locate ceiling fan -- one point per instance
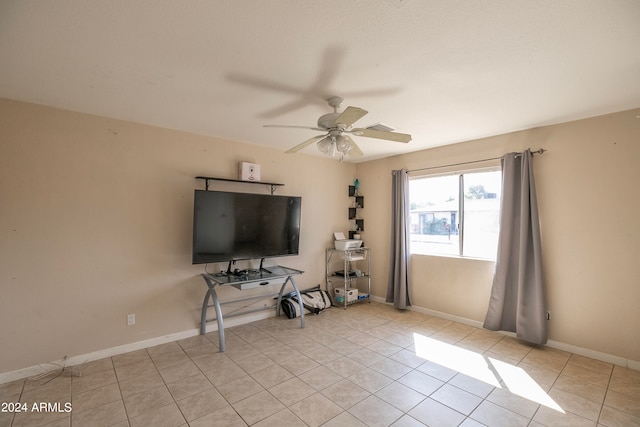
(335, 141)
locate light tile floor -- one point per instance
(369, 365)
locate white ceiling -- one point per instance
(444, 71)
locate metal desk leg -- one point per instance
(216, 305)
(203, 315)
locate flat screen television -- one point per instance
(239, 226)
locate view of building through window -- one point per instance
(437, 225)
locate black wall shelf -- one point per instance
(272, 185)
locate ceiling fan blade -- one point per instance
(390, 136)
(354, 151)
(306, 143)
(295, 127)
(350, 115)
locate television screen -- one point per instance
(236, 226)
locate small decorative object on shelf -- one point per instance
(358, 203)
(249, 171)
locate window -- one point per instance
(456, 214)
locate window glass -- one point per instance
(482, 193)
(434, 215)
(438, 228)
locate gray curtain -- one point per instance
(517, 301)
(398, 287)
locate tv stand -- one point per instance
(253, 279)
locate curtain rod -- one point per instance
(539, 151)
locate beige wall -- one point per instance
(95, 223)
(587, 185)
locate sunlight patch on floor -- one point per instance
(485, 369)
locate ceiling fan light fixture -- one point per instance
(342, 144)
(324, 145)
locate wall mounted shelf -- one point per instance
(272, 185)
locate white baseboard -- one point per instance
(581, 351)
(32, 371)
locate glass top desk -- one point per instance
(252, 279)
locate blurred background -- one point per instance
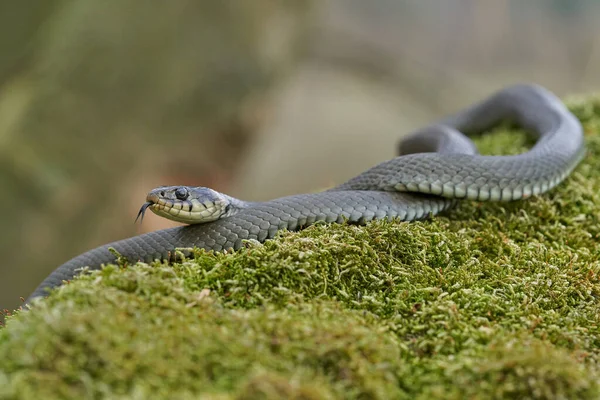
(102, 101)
---
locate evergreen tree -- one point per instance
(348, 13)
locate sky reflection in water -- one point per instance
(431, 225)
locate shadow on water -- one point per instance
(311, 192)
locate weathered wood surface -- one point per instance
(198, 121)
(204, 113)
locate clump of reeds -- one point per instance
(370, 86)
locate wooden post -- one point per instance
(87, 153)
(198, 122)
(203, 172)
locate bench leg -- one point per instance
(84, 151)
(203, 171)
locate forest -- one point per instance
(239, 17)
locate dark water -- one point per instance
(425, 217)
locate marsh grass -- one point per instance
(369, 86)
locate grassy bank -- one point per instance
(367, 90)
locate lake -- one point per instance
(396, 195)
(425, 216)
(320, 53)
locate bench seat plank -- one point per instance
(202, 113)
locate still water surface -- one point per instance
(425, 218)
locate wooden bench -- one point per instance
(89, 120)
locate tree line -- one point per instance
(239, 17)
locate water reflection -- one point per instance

The problem:
Show every line of the material above that contains the word "bench".

Exercise result:
locate bench leg -- one point per instance
locate bench seat plank -- one point per instance
locate wooden bench -- one point per instance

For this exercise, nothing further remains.